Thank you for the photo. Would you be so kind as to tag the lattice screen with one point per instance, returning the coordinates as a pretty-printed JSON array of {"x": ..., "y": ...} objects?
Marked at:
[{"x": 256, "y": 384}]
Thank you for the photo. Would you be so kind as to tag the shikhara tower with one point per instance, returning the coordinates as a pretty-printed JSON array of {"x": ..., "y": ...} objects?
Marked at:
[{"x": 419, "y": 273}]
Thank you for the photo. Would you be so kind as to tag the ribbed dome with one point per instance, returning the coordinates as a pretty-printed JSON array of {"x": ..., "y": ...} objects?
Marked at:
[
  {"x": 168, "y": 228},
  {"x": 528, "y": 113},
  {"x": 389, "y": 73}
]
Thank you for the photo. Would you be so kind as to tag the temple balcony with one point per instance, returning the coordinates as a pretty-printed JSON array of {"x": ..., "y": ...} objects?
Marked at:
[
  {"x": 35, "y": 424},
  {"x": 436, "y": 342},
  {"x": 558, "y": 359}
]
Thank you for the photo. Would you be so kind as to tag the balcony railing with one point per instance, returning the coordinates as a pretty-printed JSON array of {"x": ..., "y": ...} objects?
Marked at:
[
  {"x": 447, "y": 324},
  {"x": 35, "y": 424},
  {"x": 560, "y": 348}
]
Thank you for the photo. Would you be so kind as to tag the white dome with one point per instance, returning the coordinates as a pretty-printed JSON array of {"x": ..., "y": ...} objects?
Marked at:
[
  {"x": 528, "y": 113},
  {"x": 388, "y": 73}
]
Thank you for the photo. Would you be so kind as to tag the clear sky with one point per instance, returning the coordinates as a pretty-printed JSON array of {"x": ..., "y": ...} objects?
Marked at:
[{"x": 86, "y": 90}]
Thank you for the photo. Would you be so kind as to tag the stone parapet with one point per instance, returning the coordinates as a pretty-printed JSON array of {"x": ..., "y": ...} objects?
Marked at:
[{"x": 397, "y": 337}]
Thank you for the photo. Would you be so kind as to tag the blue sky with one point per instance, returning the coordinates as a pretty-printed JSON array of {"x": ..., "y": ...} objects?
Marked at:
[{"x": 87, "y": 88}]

***

Reproduce every line of the data above verbatim, keeping the original order, spacing, and punctuation.

Thank you for the photo. Would you be so kind as to tag the lattice screen with one point per instance, returning the coordinates as a pretty-printed JSON array of {"x": ..., "y": ...} objects?
Marked at:
[{"x": 256, "y": 384}]
Thank you for the photo. Would you be so kind as to tag the shikhara tower with one point per instance, returning the coordinates as a pretty-printed JSON array of {"x": ..., "y": ...} objects?
Marked at:
[{"x": 419, "y": 273}]
Thank you for the photo. Would you be so kind as to tag the ribbed dome with one point per instance, returning the coordinates as a pretty-printed JSON array of {"x": ..., "y": ...} objects?
Marked at:
[
  {"x": 168, "y": 228},
  {"x": 528, "y": 113},
  {"x": 389, "y": 73}
]
Thank you for the photo. Would you be so kind as to tag the temple balcony with one point per instance, returning the coordinates as a pretty-printed JSON array of {"x": ..., "y": ...} objects?
Marked at:
[
  {"x": 35, "y": 424},
  {"x": 436, "y": 342},
  {"x": 558, "y": 359}
]
Thank you for the photo. Would you be so kind as to tag the balcony railing with one point per instance, returning the coordinates as a pretty-printed JSON array of {"x": ..., "y": ...} objects?
Marked at:
[
  {"x": 447, "y": 324},
  {"x": 35, "y": 424},
  {"x": 560, "y": 348}
]
Thank you for the photo. Would you be so kind as to tag the white dome with one point per instance, returning the coordinates as a pretty-printed JSON array of {"x": ..., "y": ...} objects?
Marked at:
[
  {"x": 528, "y": 113},
  {"x": 388, "y": 73}
]
Thank you for the photo. Would you be so kind as to tag the clear sky with one point per instance, returning the coordinates as a pretty-printed JSON array of {"x": ..., "y": ...} objects?
Marked at:
[{"x": 86, "y": 90}]
Thank you for the photo. Would you be so kind as to tag the stone parapet with one point per instance, returning the coordinates as a pretty-printed JSON array of {"x": ..., "y": ...} objects?
Marked at:
[{"x": 397, "y": 337}]
Thank you for the photo. Would you be so kind as to tag the blue sky with one point per instance, returning the coordinates as a pretty-printed JSON array of {"x": ..., "y": ...} objects?
Marked at:
[{"x": 87, "y": 88}]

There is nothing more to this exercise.